Guest Blog: Vipul Gupta on his internodal visit to ACES headquarters

September 19, 2019
Sam Findlay

ACES and University of Tasmania (UTAS) Early Career Researcher Vipul Gupta is currently in Wollongong, spending time at ACES headquarters to collaborate with members of our University of Wollongong (UOW) node. For the first of our ‘Guest Blog’ series, Vipul sheds some light on the nature of his visit and what has come out of it so far.



As we are moving forward at ACES, the focus is shifting to using the fundamental knowledge in electromaterials, reactive systems, materials processing and fabrication approaches, developed in the first four years of the Centre, to create high impact and translational outcomes in the five ACES themes. My current visit to Wollongong is aimed at facilitating that through internodal collaboration working on translational outcomes using knowledge from the Electrofluidics and Diagnostics (EFD) and Synthetic BioSystems (SBS) themes.


Individually, over the past five years, both themes have produced high-impact fundamental studies.


In the EFD theme, members have developed various complex three-dimensional microfluidic platforms and analytical devices that can be easily customised to the desired application then 3D printed. The SBS theme members have developed techniques to produce, stimulate and record 3D cell cultures. They have also developed methods for 3D printing human cells within 3D material constructs, where the cell viability is high. The advancements from the two themes can now be married to each other to create novel synthetic biosystems, which forms the focus of my visit.



3D cell cultures can benefit from having a microfluidic network to provide uniform distribution of nutrients to and collection of metabolites from the cell culture. To date, the lack of such a distribution network has limited the development of 3D cell cultures and in-turn organs-on-a-chip systems.
= = =
Assigned task 1
Can you reproduce the part of the guest blog that starts with "As we are moving" and goes on through "BioSystems (SBS) themes.", word for word?
Assigned task 2
Answer these about the guest blog:
(a) Which university is Vipul Gupta a researcher at, besides ACES?
(b) Which two ACES themes does his visit draw on?
(c) What has limited the development of 3D cell cultures so far?
Assigned task 3
How would the guest blog about Vipul Gupta's visit to ACES headquarters go on after its last paragraph? Write the next part.

Dataset content
= = =
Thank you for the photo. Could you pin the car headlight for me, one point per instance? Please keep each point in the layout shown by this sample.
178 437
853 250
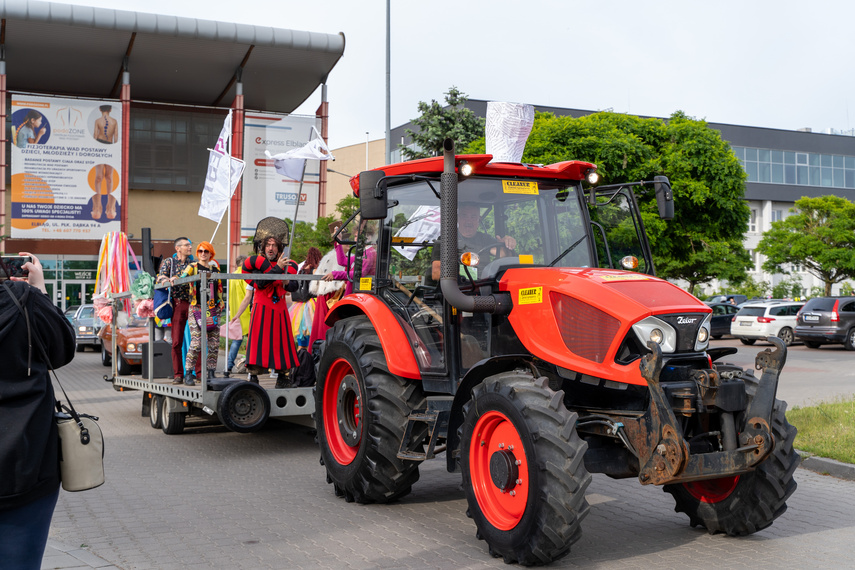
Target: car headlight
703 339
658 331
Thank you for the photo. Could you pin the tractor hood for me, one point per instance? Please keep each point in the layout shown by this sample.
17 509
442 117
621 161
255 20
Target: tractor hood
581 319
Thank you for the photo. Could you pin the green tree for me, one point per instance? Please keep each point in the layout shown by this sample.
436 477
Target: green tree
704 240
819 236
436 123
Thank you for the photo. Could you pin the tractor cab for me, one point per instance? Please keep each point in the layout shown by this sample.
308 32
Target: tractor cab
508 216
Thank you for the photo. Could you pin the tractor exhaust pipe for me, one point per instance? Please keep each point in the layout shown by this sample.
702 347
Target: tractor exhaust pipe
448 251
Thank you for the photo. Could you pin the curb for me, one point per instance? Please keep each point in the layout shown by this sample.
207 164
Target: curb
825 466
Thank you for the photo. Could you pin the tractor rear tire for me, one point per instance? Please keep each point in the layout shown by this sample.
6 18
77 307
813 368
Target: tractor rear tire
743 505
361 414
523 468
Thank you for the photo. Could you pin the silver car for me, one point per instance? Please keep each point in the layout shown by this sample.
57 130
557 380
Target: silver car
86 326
= = =
Response area 1
As we are moving forward at ACES, the focus is shifting to using the fundamental knowledge in electromaterials, reactive systems, materials processing and fabrication approaches, developed in the first four years of the Centre, to create high impact and translational outcomes in the five ACES themes. My current visit to Wollongong is aimed at facilitating that through internodal collaboration working on translational outcomes using knowledge from the Electrofluidics and Diagnostics (EFD) and Synthetic BioSystems (SBS) themes.

Response area 2
(a) The University of Tasmania (UTAS).
(b) Electrofluidics and Diagnostics (EFD) and Synthetic BioSystems (SBS).
(c) The lack of a microfluidic distribution network to supply nutrients to the culture and collect metabolites from it.

Response area 3
ACES has recently developed a three-dimensional microfluidic distribution network that can provide a uniform distribution of flow from a single inlet to multiple channels or wide space.


During this visit, we are developing a perfusion system based on the distribution network to study the 3D cell culture of neuronal cells. This will allow us to develop further complex synthetic biosystems, such as a ‘brain-on-a-bench’ (read more about brain-on-a-bench here).



Furthermore, my visit will assist in translating the expertise from one ACES node and linking that expertise to another ACES node, a task much easier to achieve through face-to-face meetings and joint lab work. It also provides me with an opportunity to network, discuss extensions to the research activities and plan future internodal collaborations.


On this visit, I have been able to tour the newly established Translational Research Initiative for Cell Engineering and Printing (TRICEP) and discuss potential collaborations between TRICEP and 3D MADe, an initiative myself and ACES Chief Investigator Prof Brett Paull recently founded to facilitate researchers in developing bespoke analytical devices for their projects. I’m excited and looking forward to seeing what creative opportunities arise. Exciting times are ahead and it’s been a pleasure spending time here at ACES headquarters.